TASK BRIEF: At the line containing "hair. Do not add anything beyond the points.", begin repeating lines exactly, and stop only after the final line of the records below.

[Extracted data entries]
%%
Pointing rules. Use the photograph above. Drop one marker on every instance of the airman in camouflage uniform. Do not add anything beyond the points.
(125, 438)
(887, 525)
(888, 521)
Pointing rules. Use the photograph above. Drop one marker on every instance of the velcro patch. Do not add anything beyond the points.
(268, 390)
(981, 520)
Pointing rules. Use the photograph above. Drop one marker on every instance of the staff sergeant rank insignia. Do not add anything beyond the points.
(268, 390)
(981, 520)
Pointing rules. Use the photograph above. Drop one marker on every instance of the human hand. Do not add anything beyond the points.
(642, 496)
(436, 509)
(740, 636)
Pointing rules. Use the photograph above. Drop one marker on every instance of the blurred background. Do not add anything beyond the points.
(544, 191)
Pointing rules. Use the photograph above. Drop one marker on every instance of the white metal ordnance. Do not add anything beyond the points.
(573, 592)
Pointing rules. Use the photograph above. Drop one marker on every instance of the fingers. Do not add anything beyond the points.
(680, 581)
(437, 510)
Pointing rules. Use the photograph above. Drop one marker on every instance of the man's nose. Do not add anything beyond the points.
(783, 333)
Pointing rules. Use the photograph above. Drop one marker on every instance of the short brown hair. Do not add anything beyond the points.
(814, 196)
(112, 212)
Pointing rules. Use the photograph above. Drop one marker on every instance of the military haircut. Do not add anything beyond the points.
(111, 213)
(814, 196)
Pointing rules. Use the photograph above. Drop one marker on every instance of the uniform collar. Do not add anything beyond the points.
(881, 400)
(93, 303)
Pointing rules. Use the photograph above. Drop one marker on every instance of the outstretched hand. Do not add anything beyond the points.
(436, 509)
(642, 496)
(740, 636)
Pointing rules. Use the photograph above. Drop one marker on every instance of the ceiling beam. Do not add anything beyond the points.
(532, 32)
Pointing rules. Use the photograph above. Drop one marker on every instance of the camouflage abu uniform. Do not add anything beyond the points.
%%
ANSWER TO THIS PROBLEM:
Pointing rules. Use the photograph above. Drop one marker on every instance of the short brown hair. Do not add anything beyond the points.
(814, 196)
(112, 212)
Pointing rules. Use the photograph above. Drop one marker on every instance of the military haircut. Do not add anything beyond the points.
(111, 213)
(814, 196)
Pointing rules. Use the photograph above. Drop one marker on every instance of the uniform collar. Do not add anything beyond the points.
(881, 400)
(93, 303)
Pointing rules. Use the photograph above. Drop one marker on every instance of the outstretched hand. Do not add anything beyond the points.
(436, 509)
(642, 496)
(740, 636)
Pointing rules. Use the photograph above. Drop one marker on every instance of the ceiling beam. Do not add anything beyond the points.
(532, 32)
Pointing rules. Use the photograph above. Drop one marker on every instance of the camouflage abu uniform. Do not add anything beyond the points.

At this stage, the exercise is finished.